= Set task =
Copy out every one of the entries below, putting "report the location" wherever "give the position" occurs and keeping everything else the same.

= Excerpted data =
────

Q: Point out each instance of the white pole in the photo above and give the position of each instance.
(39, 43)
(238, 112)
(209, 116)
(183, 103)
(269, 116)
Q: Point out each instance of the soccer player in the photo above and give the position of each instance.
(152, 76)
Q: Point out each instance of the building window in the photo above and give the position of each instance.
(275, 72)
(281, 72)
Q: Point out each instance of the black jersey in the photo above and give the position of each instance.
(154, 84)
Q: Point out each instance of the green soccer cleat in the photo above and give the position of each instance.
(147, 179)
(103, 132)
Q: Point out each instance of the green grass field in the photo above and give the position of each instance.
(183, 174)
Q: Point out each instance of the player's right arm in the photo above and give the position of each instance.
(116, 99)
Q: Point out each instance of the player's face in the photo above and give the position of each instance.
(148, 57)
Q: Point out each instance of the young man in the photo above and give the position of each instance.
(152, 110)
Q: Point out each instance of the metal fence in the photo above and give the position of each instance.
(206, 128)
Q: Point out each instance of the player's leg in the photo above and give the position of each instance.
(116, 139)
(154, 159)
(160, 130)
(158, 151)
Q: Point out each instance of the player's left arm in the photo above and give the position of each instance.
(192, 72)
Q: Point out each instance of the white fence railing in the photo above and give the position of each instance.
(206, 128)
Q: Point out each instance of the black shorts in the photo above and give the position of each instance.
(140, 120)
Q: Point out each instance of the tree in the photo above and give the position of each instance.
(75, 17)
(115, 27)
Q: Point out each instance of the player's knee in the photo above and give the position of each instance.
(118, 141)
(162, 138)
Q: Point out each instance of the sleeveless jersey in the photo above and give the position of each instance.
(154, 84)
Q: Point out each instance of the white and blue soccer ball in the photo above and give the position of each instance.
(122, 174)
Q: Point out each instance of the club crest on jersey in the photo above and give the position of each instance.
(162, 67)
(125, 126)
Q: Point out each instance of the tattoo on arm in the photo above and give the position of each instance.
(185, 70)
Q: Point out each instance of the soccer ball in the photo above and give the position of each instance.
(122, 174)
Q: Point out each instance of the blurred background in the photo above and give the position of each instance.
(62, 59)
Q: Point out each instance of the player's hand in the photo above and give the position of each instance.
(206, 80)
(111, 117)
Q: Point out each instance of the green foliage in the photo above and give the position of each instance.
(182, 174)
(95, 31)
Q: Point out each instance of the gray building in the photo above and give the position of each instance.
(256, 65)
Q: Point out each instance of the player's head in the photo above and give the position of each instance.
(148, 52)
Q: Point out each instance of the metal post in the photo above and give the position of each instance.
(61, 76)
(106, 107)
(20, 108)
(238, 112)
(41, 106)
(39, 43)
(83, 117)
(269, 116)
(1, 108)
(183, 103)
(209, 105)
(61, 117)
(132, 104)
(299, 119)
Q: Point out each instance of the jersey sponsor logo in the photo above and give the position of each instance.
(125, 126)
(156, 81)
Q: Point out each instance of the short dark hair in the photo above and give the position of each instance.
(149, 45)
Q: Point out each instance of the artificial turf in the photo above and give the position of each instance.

────

= Written solution =
Q: Point out each instance of the white pole in the photo above and report the location of each instance.
(39, 43)
(238, 112)
(209, 116)
(183, 103)
(269, 116)
Q: Point out each instance of the soccer player in the photo above and report the location of each instance.
(152, 76)
Q: Point out each instance of the building window in the photo above and report the location of each instance.
(275, 72)
(281, 72)
Q: Point out each instance of the black jersey in the photo above and report the location of each instance.
(154, 84)
Q: Point out each instance of the green soccer cleat in the photo above and report the location of each instance.
(147, 179)
(103, 132)
Q: Point out each instance of the green grass field in the photo above and report the location of each instance.
(183, 174)
Q: Point out each instance of the player's right arm in the photo above and report the location of each instance.
(116, 99)
Q: Point out each instance of the player's face in the photo above and report the location of each instance.
(148, 57)
Q: Point out each instance of the young man in the photo above and report the location of each instance.
(152, 110)
Q: Point out each instance of the metal fence in the photo above and report the location of each instance.
(206, 128)
Q: Point out each instance of the player's leg in the photo above and report the location of each instance.
(116, 139)
(154, 159)
(160, 130)
(158, 151)
Q: Point out each instance of the player's left arm in the photo above and report the location of each instance.
(192, 72)
Q: Point out each instance of the white fence railing in the photo above and report the location of each instance.
(206, 128)
Q: Point out each instance of the black shorts in the photo above and report the location of each instance.
(140, 120)
Q: Point out each instance of the tree in the photo above and report the location of each instance.
(75, 17)
(115, 27)
Q: Point out each instance of the player's knee in the photo above and report the location of each instance.
(118, 141)
(162, 138)
Q: Point out each instance of the sleeveless jersey in the photo above and report the location of each instance.
(154, 84)
Q: Point out each instance of the white and blue soccer ball in the photo above and report the location of each instance.
(122, 174)
Q: Point out each instance of the club crest on jersey in the photo above and report the location of each instance.
(162, 67)
(125, 126)
Q: Point out each instance of the tattoo on arm in the photo above and report the location of each instance.
(185, 70)
Q: Point out each instance of the soccer ball in the photo above and report the location of each instance.
(122, 174)
Q: Point out each instance of the blurred background in the photo above and report the location of each instance.
(62, 59)
Q: Point out each instance of the player's hand in the photo above and report the location of each instance.
(206, 80)
(111, 117)
Q: Point out each instance of the green foliage in the photo above and report the location of each instance.
(182, 174)
(95, 31)
Q: Point out each instance of the gray building in the photo above and report the location of each instance.
(256, 65)
Q: Point out each instance of the player's head in the photo above and report the location of each instance.
(148, 52)
Q: Point out each instance of the metal post in the photo above and report the location of each instance.
(61, 76)
(106, 107)
(20, 108)
(238, 112)
(41, 106)
(39, 43)
(83, 117)
(269, 116)
(1, 108)
(183, 103)
(209, 105)
(61, 117)
(132, 104)
(299, 119)
Q: Point out each instance of the jersey sponsor logo in the photo above and report the location of each instance.
(125, 126)
(156, 81)
Q: Point out each instance of the short dark hair in the photo above and report the location of each instance.
(149, 45)
Q: Point out each instance of the artificial turf in the photo above and report the location of each instance.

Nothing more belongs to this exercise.